■ Job
Count the lines below that contain the word "wooden" and report only that number.

■ Supplied entries

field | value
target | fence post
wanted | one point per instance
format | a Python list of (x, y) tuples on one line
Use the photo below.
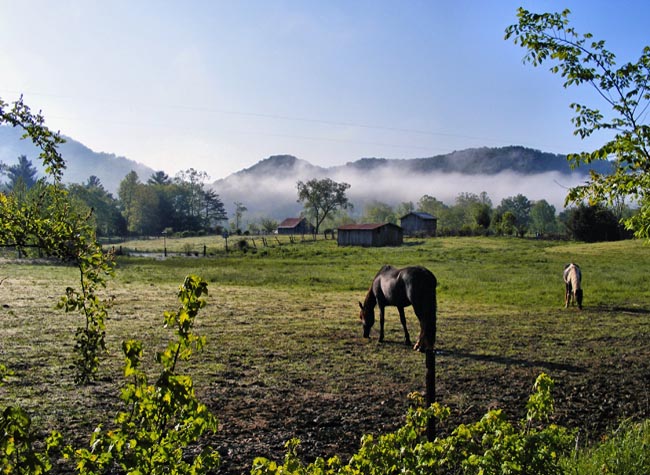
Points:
[(431, 390)]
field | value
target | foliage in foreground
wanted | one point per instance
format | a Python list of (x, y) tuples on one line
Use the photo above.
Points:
[(627, 452), (579, 59), (44, 218), (491, 445), (161, 420)]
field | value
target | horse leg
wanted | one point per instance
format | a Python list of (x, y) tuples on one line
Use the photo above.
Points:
[(402, 318), (567, 295)]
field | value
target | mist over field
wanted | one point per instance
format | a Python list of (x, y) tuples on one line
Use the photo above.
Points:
[(276, 195)]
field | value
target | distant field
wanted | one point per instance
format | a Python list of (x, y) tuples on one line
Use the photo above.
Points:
[(286, 357)]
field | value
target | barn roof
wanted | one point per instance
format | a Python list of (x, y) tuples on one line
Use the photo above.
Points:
[(365, 227), (290, 222), (421, 215)]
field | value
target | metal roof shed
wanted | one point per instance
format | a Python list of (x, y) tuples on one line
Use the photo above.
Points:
[(370, 235)]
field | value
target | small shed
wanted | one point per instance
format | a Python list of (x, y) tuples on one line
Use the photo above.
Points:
[(295, 226), (370, 235), (419, 224)]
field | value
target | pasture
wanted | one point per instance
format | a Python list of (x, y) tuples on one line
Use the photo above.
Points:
[(286, 357)]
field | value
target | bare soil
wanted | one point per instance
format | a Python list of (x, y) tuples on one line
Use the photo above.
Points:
[(256, 420)]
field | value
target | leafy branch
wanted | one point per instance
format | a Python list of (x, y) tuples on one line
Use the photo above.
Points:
[(162, 419)]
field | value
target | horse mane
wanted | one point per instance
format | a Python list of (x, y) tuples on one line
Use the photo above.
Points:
[(574, 276), (370, 301)]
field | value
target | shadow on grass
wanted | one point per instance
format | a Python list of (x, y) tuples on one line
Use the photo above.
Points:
[(504, 360)]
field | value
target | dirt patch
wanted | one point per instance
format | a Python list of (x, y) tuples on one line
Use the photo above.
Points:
[(257, 421)]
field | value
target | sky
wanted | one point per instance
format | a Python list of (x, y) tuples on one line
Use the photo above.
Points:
[(220, 85)]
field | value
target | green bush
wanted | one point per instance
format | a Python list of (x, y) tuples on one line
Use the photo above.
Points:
[(491, 446)]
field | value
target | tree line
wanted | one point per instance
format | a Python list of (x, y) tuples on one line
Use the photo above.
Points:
[(183, 205)]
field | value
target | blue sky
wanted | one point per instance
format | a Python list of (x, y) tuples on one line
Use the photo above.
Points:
[(220, 85)]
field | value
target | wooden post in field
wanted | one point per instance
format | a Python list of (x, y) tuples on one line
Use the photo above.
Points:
[(431, 390)]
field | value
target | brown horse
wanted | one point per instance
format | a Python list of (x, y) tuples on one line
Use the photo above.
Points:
[(400, 288), (573, 285)]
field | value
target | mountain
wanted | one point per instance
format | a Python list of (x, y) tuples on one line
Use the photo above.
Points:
[(81, 162), (268, 188)]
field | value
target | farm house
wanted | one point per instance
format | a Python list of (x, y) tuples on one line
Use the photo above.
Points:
[(370, 235), (419, 224), (295, 226)]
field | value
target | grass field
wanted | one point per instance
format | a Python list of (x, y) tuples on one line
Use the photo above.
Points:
[(286, 357)]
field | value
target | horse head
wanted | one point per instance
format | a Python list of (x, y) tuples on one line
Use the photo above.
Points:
[(367, 316)]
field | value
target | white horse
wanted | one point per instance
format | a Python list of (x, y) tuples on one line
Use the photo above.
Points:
[(572, 279)]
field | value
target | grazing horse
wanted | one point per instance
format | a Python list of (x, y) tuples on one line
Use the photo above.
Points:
[(400, 288), (572, 280)]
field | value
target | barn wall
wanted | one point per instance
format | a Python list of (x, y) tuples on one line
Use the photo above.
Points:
[(413, 224), (384, 236)]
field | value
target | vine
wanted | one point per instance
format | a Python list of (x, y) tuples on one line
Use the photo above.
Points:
[(162, 419)]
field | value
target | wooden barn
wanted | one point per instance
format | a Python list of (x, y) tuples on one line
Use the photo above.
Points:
[(370, 235), (295, 226), (419, 224)]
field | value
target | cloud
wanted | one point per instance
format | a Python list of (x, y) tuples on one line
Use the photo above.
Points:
[(275, 195)]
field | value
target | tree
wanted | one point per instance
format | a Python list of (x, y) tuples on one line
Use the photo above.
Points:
[(104, 208), (22, 172), (593, 224), (188, 199), (213, 209), (322, 198), (127, 192), (625, 90), (240, 209), (519, 206), (49, 221), (159, 178), (542, 217)]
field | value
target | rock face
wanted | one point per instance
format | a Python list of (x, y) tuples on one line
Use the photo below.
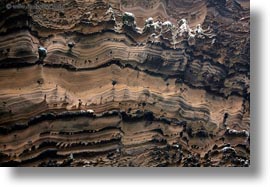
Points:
[(124, 83)]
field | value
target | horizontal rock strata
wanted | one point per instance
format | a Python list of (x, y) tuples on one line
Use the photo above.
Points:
[(124, 83)]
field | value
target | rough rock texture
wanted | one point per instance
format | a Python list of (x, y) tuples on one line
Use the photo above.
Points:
[(124, 83)]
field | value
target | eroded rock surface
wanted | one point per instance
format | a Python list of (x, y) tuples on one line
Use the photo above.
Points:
[(124, 83)]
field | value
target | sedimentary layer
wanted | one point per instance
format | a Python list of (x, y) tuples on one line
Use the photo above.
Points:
[(124, 83)]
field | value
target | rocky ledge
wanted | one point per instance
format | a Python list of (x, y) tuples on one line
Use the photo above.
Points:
[(124, 83)]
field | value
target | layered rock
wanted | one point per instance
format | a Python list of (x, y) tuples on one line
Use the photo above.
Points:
[(124, 83)]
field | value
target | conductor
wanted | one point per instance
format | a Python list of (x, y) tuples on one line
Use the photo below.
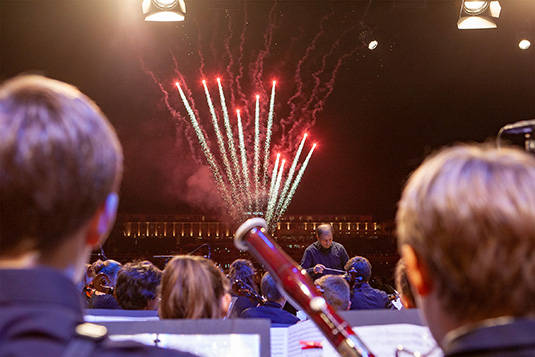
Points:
[(324, 256)]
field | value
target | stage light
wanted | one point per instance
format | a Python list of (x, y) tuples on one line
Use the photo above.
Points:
[(367, 38), (524, 35), (524, 44), (164, 10), (478, 14)]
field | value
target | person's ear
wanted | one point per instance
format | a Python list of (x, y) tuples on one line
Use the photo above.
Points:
[(101, 283), (103, 220), (225, 303), (417, 271)]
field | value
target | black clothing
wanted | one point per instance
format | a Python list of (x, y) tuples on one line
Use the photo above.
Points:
[(242, 303), (39, 311), (365, 297), (103, 301), (273, 311), (334, 257), (515, 338)]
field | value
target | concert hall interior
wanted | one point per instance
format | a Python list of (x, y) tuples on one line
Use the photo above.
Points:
[(300, 113)]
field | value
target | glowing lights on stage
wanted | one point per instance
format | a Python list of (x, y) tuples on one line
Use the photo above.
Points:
[(478, 14), (242, 191), (164, 10)]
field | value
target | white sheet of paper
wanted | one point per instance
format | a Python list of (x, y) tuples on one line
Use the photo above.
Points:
[(229, 345)]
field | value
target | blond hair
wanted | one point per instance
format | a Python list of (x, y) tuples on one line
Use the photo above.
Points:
[(60, 159), (469, 214), (192, 288)]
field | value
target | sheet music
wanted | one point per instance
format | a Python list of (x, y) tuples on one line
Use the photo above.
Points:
[(304, 331), (382, 340), (229, 345), (279, 341)]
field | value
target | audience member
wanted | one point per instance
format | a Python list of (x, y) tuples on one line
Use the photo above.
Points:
[(137, 285), (403, 286), (61, 165), (363, 295), (104, 283), (466, 227), (272, 309), (324, 255), (243, 270), (335, 290), (193, 288)]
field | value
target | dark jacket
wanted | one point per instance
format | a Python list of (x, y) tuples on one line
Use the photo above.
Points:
[(335, 257), (515, 338), (39, 312), (365, 297), (273, 311)]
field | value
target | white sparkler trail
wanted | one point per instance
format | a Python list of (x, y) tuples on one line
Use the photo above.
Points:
[(291, 174), (245, 167), (230, 137), (207, 153), (220, 141), (274, 177), (256, 166), (273, 200), (296, 183), (268, 135)]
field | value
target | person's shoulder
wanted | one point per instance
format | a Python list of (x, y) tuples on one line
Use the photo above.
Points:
[(338, 245), (250, 312), (312, 246)]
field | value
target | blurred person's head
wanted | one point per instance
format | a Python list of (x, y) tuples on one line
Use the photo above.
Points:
[(403, 286), (137, 286), (193, 288), (106, 274), (270, 289), (61, 168), (466, 231), (324, 234), (335, 291), (362, 268), (243, 269)]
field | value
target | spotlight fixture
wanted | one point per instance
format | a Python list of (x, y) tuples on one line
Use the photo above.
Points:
[(478, 14), (524, 36), (164, 10), (367, 38)]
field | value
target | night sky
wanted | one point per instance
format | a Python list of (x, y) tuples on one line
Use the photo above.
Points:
[(373, 114)]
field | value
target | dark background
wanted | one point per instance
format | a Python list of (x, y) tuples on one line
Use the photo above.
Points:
[(427, 85)]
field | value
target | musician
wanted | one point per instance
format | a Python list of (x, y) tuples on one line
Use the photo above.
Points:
[(403, 286), (137, 286), (243, 270), (324, 254), (272, 309), (466, 231), (335, 290), (104, 284), (363, 296), (193, 288), (60, 168)]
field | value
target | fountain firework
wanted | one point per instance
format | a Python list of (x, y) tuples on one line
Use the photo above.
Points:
[(244, 194)]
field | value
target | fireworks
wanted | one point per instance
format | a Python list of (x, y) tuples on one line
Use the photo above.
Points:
[(241, 191)]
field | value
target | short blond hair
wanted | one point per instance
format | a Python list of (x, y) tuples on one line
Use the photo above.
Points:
[(60, 159), (192, 288), (469, 213)]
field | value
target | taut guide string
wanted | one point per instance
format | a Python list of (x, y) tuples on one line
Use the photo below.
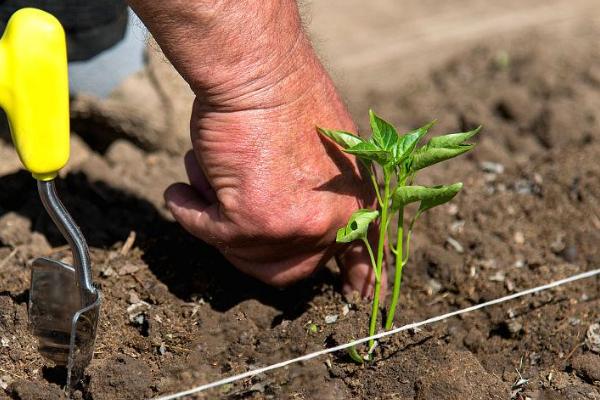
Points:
[(380, 335)]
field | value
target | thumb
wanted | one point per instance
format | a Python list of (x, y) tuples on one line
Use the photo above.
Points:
[(357, 272)]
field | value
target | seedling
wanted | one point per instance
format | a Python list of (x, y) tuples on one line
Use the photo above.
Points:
[(400, 160)]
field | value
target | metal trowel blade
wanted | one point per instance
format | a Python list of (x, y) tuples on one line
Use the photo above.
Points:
[(64, 325)]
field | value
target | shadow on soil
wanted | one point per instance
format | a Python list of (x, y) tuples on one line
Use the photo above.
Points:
[(187, 266)]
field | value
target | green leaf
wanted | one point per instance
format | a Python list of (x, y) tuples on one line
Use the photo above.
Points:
[(428, 196), (426, 155), (384, 134), (370, 152), (357, 227), (344, 139), (453, 139), (442, 148), (407, 143)]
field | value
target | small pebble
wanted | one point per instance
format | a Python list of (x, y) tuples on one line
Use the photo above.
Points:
[(433, 287), (498, 277), (453, 209), (457, 226), (108, 272), (514, 327), (592, 338), (510, 286), (162, 349), (345, 309), (519, 238), (133, 297)]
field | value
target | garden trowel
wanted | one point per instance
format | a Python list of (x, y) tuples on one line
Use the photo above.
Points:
[(63, 303)]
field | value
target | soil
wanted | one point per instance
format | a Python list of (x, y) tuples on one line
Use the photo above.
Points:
[(176, 314)]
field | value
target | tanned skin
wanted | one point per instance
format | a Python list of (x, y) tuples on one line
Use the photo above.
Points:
[(264, 187)]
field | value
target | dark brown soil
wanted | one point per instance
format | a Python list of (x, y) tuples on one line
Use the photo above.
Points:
[(175, 314)]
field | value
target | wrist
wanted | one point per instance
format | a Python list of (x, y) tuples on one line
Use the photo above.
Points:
[(228, 46)]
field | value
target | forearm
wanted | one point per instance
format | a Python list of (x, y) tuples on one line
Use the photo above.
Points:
[(222, 46)]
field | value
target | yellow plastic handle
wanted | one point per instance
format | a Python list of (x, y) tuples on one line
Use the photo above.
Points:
[(34, 90)]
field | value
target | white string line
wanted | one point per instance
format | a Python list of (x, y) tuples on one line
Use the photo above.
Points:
[(380, 335)]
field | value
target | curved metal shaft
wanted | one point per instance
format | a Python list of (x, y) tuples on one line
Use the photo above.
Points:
[(70, 231)]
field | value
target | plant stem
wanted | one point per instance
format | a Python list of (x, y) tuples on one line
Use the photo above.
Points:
[(380, 250), (373, 262), (375, 186), (399, 267)]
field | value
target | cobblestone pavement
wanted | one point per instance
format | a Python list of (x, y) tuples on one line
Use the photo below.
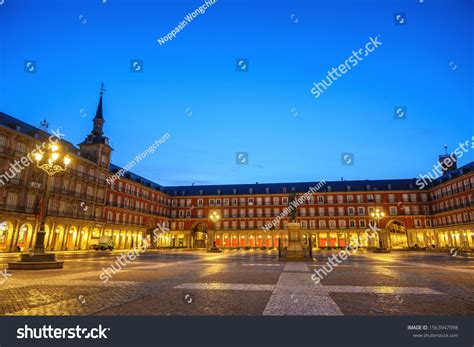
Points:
[(242, 283)]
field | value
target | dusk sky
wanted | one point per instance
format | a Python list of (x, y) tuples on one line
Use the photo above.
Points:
[(190, 88)]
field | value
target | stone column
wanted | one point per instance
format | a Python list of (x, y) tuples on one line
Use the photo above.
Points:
[(14, 240)]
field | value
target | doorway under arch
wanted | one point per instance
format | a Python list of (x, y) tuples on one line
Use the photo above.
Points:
[(199, 234)]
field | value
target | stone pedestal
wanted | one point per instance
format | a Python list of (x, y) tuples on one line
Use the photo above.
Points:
[(36, 262), (295, 249)]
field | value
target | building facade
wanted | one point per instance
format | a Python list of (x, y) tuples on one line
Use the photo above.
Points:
[(85, 205)]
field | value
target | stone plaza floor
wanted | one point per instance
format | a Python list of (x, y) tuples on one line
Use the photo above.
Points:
[(242, 283)]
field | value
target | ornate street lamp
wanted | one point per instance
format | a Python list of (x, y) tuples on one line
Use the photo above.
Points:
[(52, 161), (214, 217), (377, 215)]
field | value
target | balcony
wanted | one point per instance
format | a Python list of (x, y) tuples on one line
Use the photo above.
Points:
[(17, 208)]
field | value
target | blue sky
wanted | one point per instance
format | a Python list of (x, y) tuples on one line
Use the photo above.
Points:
[(425, 65)]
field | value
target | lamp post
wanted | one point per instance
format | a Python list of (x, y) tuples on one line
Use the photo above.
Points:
[(214, 217), (377, 215), (52, 161)]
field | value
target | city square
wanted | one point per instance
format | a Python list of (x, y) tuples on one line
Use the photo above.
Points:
[(254, 282), (236, 173)]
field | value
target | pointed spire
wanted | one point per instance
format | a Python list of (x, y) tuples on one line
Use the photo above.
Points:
[(99, 116), (99, 113)]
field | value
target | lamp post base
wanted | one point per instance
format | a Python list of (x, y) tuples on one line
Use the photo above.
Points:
[(33, 261)]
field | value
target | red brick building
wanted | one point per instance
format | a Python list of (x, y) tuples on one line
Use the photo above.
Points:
[(86, 204)]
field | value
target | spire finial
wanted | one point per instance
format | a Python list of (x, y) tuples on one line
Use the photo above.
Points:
[(44, 125)]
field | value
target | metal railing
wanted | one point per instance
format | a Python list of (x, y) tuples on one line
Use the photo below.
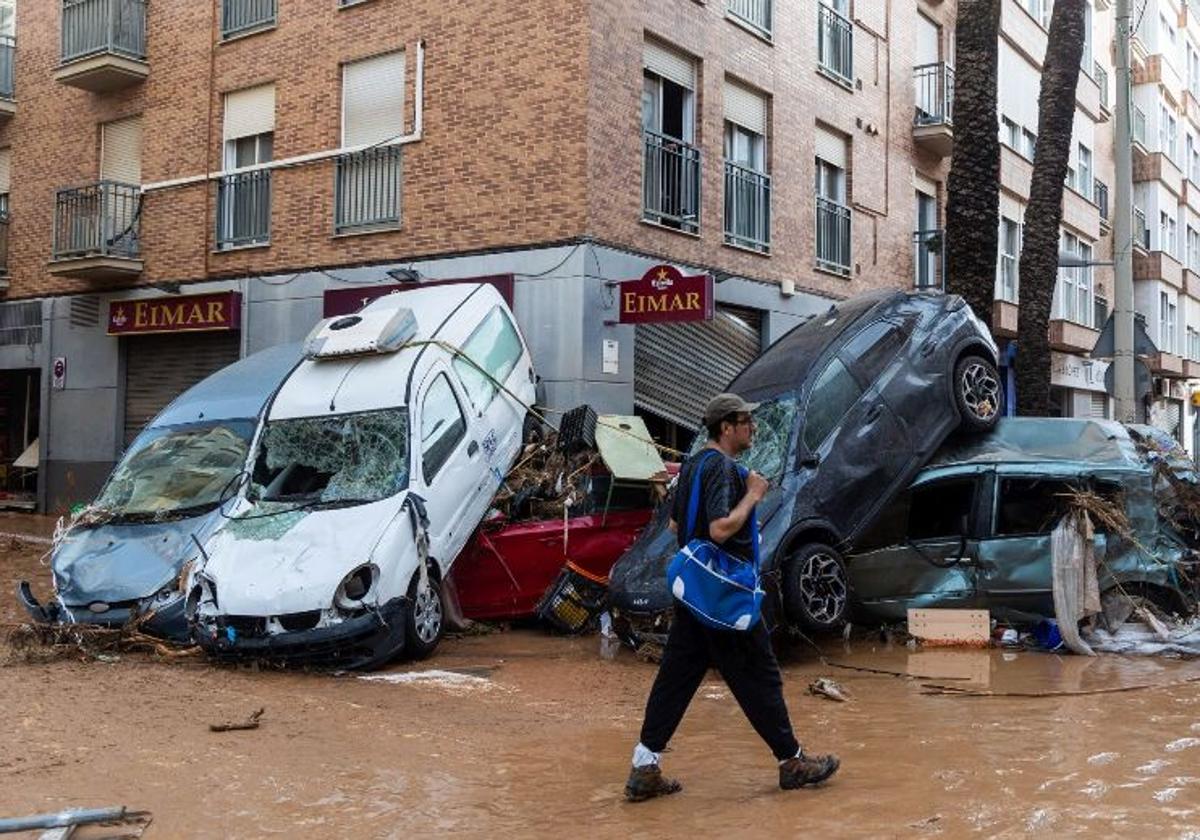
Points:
[(367, 190), (99, 220), (1101, 196), (670, 183), (244, 209), (835, 43), (929, 259), (754, 12), (97, 27), (1139, 125), (833, 237), (747, 208), (7, 55), (241, 16), (935, 94)]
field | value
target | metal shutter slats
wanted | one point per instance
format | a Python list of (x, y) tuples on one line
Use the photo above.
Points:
[(373, 100), (670, 64), (159, 369), (250, 112), (120, 155)]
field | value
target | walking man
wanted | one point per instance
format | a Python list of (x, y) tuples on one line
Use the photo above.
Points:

■ Result of this task
2